## GOAL OF THE EXERCISE
Repeat, exactly and completely, the material that follows. Omit the pictures.

Extracted data entries
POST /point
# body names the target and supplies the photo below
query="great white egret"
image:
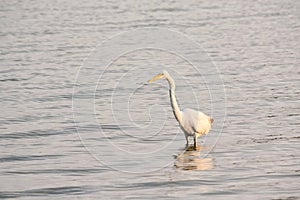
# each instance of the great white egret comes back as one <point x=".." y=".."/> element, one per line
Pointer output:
<point x="193" y="123"/>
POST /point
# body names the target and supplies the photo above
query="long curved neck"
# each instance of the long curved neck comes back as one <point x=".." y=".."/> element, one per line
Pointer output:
<point x="176" y="110"/>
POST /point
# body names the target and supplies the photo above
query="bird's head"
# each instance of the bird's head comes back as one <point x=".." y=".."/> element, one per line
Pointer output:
<point x="158" y="76"/>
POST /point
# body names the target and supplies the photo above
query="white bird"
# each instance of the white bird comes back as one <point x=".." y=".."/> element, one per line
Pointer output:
<point x="193" y="123"/>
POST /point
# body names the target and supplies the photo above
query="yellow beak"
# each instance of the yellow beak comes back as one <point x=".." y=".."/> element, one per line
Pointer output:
<point x="158" y="76"/>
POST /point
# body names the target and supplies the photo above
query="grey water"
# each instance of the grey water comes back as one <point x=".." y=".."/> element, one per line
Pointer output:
<point x="73" y="128"/>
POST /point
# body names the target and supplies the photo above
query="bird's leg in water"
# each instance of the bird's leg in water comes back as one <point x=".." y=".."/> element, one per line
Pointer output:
<point x="195" y="142"/>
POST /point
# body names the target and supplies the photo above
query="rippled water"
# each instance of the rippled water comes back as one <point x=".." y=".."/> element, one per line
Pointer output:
<point x="254" y="45"/>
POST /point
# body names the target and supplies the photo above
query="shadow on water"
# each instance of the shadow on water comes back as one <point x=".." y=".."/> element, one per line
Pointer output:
<point x="190" y="159"/>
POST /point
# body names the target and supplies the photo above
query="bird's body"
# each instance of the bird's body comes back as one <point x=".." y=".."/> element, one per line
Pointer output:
<point x="193" y="123"/>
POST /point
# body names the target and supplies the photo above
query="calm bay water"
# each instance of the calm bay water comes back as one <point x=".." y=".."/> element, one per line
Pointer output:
<point x="254" y="45"/>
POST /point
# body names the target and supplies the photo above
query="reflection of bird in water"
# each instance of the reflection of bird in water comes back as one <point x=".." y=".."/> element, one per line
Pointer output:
<point x="190" y="160"/>
<point x="192" y="122"/>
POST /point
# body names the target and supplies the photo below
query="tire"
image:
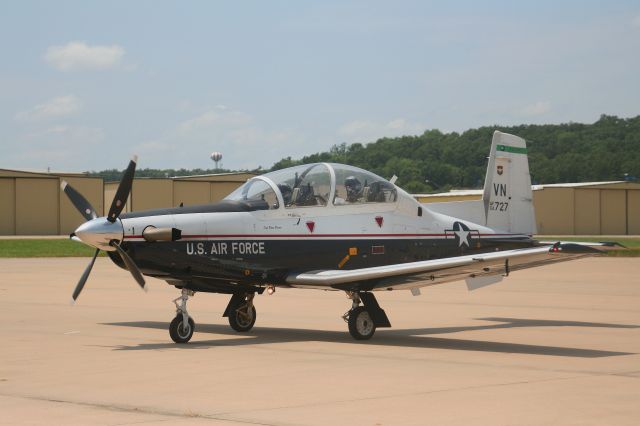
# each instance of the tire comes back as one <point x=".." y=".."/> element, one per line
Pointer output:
<point x="176" y="332"/>
<point x="361" y="325"/>
<point x="238" y="322"/>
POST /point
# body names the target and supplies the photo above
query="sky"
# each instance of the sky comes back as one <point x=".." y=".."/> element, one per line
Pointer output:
<point x="85" y="85"/>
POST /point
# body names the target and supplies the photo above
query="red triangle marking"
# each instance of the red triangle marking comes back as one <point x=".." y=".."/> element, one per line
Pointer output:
<point x="311" y="225"/>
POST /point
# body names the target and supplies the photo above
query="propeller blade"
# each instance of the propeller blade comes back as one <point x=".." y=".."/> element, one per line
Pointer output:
<point x="123" y="191"/>
<point x="83" y="278"/>
<point x="84" y="207"/>
<point x="131" y="266"/>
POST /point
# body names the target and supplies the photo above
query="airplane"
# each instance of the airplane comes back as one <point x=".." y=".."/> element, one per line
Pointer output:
<point x="329" y="227"/>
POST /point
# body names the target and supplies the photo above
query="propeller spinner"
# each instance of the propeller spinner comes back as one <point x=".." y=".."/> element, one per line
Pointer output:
<point x="104" y="233"/>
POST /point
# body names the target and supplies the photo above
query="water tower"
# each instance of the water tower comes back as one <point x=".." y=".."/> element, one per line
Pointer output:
<point x="216" y="157"/>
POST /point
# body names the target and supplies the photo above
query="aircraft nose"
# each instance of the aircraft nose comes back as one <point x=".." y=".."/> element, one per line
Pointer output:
<point x="99" y="232"/>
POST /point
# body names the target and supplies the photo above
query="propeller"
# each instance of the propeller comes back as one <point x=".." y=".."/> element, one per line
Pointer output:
<point x="101" y="228"/>
<point x="83" y="278"/>
<point x="123" y="191"/>
<point x="84" y="207"/>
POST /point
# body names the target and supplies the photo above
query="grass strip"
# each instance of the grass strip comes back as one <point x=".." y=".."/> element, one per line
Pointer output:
<point x="44" y="248"/>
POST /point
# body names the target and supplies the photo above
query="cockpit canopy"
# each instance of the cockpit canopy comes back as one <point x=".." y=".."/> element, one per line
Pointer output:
<point x="316" y="185"/>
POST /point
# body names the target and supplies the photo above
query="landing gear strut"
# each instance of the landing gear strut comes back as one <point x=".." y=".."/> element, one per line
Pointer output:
<point x="182" y="326"/>
<point x="241" y="312"/>
<point x="363" y="320"/>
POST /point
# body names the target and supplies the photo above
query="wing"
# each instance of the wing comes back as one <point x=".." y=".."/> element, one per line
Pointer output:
<point x="477" y="269"/>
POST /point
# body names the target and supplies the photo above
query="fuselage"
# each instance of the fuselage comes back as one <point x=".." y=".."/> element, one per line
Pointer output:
<point x="221" y="250"/>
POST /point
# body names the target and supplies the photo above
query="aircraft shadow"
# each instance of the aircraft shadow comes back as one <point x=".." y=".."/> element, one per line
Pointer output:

## CORRECT RESPONSE
POST /point
# body names the target and supplies the photo below
query="great white egret"
image:
# each instance of the great white egret comes back as one <point x=".." y=".."/> element, one per line
Pointer output:
<point x="193" y="123"/>
POST /point
# body names the target and supplies the photo above
query="long curved neck"
# each instance of the long curved neck comes back as one <point x=".." y=".."/> element, one per line
Pointer output:
<point x="176" y="110"/>
POST /point
# body names the target and supplies the photo above
query="bird's head"
# each instance of the bird's head comes back as one <point x=".." y=".."/> element, one per line
Pointer output:
<point x="158" y="76"/>
POST /point
# body names the target and supplies the photo above
query="white bird"
# each instance of the white bird comes back as one <point x=".." y=".."/> element, one per line
Pointer output:
<point x="193" y="123"/>
POST /point
# body names the target and supplies the photo above
query="yellow beak"
# each instance of the yellow beak comes back as one <point x=".." y=".."/> element, one per line
Pointer output:
<point x="158" y="76"/>
POST /point
# body names the target and supplies the photo above
query="grey water"
# each instance of the grey water comes back as one <point x=".." y=".."/> element, one per line
Pointer output:
<point x="73" y="128"/>
POST /point
# body names the target and supplies the photo above
query="bird's leg in water"
# each instance of the bird's leg in water comes back as one <point x=".." y=".."/> element, one per line
Pointer output:
<point x="195" y="142"/>
POST /point
# body names the target and supplies the photo above
query="rippled water"
# each instance of the rippled water comes back as one <point x=".." y=".."/> element, one per line
Pointer output:
<point x="254" y="45"/>
POST /point
# body names the target and supplies the photo above
query="shadow on water"
# each instance of the shadow on water comes back as one <point x=".." y=".."/> element, one per line
Pointer output:
<point x="190" y="159"/>
POST /point
# body names the target and supplies the photo above
query="bird's body"
# each instance of the bird's body comes back as one <point x=".." y=".."/> element, one per line
Pointer output:
<point x="193" y="123"/>
POST /point
# body names the target and supplies the photo above
query="calm bay water"
# each instance of the calm bay water comes back as one <point x=".." y=".."/> element, one per line
Pointer output:
<point x="254" y="45"/>
POST /point
# body names the target and supplies the photo above
query="reflection of bird in water"
# each instance of the reflection of bird in water comes back as one <point x=".." y=".."/> element, one per line
Pointer output:
<point x="190" y="160"/>
<point x="192" y="122"/>
POST /point
# body names the target and supplies the photo below
query="tire"
image:
# each instance of the tire comes back as one <point x=".." y=".."/> element, one per line
Pointer output:
<point x="176" y="332"/>
<point x="361" y="325"/>
<point x="238" y="322"/>
POST /point
# body names the target and supplies the photo above
query="sky"
# each instance of the sky comes back as one <point x=".." y=".."/> element, one per line
Pointer output:
<point x="85" y="85"/>
POST /point
# body names the target and supplies the photo above
query="red triangle marking"
# each instance of the red triangle marking comes back as one <point x=".." y=".."/> element, one per line
Pointer output:
<point x="311" y="225"/>
POST /point
# body names the target and supplies the photo above
query="propeller blade"
# each instance of the propeller blade comes back as one <point x=".." y=".."/> element, one per line
Pointer output:
<point x="123" y="191"/>
<point x="83" y="278"/>
<point x="84" y="207"/>
<point x="131" y="266"/>
POST /point
# body names the target and supplies the photo above
query="airplane"
# each instance of the airplane comes back as one <point x=".." y=".."/> element, one per line
Pointer output:
<point x="329" y="227"/>
POST /point
# body names the target and supplies the photo above
query="propeller spinner"
# each instance of the propeller spinner comes back as one <point x=".." y=".."/> element, one per line
Pointer output:
<point x="104" y="233"/>
POST /point
# body names the target and supplies the photo above
query="water tower"
# each instance of the water tower comes back as one <point x=".." y=".."/> element, one per line
Pointer output:
<point x="216" y="157"/>
POST /point
# body names the target and supplies the photo above
query="aircraft nose"
# each instance of the aircraft nose comes back as one <point x=".." y=".."/> element, one per line
Pointer output:
<point x="99" y="232"/>
POST /point
# body names the target and supplies the photo above
query="propeller"
# each instance of the propeller comes back as one <point x=".." y=".."/> element, one per line
Pointer output:
<point x="101" y="228"/>
<point x="83" y="278"/>
<point x="123" y="191"/>
<point x="84" y="207"/>
POST /point
# body names the target and supplies the photo above
query="grass strip"
# each instance of the grass strip comes back as one <point x=".." y=".."/> element, one per line
Pointer output:
<point x="44" y="248"/>
POST /point
# body names the target and supplies the photo above
query="cockpit canopy"
# each instance of the cockpit canopy comes back as one <point x=".." y=".."/> element, one per line
Pointer output:
<point x="316" y="185"/>
POST /point
# body names the target and supplies the photo above
query="landing gear strut"
# each instance of the landing gear strut comes back as one <point x=".." y=".."/> element, one per line
Pointer output:
<point x="182" y="326"/>
<point x="241" y="312"/>
<point x="363" y="320"/>
POST /point
# body names the target and supplies the photo above
query="wing"
# each instance of the wing comes back as one <point x=".." y=".."/> element, one per line
Pointer output:
<point x="477" y="269"/>
POST /point
# body names the target and supplies the photo above
query="fuselage"
# each instance of the fuselage comes back as one <point x=".." y=".."/> element, one per line
Pointer output:
<point x="221" y="250"/>
POST /point
# body names the target and supplies the photo above
query="aircraft shadow"
# each instance of the aircraft shadow comes back as one <point x=".." y=".."/> element, one per line
Pointer output:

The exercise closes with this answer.